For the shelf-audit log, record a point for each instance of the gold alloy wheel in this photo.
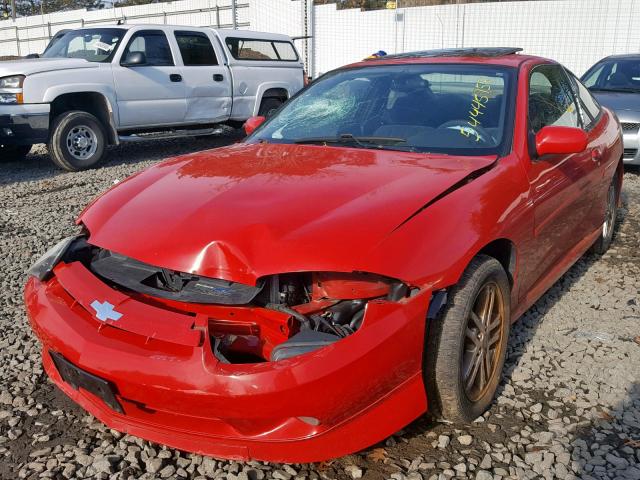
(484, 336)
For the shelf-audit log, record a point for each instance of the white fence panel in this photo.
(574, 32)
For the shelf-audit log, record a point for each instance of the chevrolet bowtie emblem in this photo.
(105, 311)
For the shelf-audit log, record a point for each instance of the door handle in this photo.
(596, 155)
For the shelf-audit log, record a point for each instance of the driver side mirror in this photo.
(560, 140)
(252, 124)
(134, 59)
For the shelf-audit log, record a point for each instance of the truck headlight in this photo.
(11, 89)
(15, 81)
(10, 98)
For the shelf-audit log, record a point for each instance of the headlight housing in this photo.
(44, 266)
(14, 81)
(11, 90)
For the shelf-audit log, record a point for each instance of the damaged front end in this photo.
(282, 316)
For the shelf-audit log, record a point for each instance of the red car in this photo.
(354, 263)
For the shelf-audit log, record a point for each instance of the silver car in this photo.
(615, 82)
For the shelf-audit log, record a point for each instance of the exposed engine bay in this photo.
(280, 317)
****
- What to produce
Reproduce every line of the listing above word for word, leaving out the picture.

- Answer to the task
For the shelf-audit log, record a point for each instance of the gold alloy wheel in this photo.
(484, 336)
For the shelf-audit log, record a point for each instance of the white fence panel in this photo.
(574, 32)
For the shelf-audit log, record a point for each instance of the chevrolet bowtie emblem in this photo.
(105, 311)
For the shelf-audit log, record a point for each instance of the door handle in this photo.
(596, 155)
For the shelf-audit log, record a point for each instance of the driver side mirror in this photo.
(560, 140)
(252, 124)
(134, 59)
For the shelf-audit log, record a point for each instance of the truck headlight in this photo.
(11, 89)
(15, 81)
(10, 98)
For the shelf-audit log, record a point for each instance of the headlight housing in this photo.
(44, 266)
(14, 81)
(11, 90)
For the shelf-audit log, record a point for each instance of the damaged front end in this photo.
(282, 316)
For the shelf-audit log, record a point for each instance of the red car in this photo.
(354, 263)
For the shelf-audit log, record a point for each instance of the silver car in this photo.
(615, 82)
For the shelf-audit log, record a point for each instance of the exposed engine bay in this photo.
(280, 317)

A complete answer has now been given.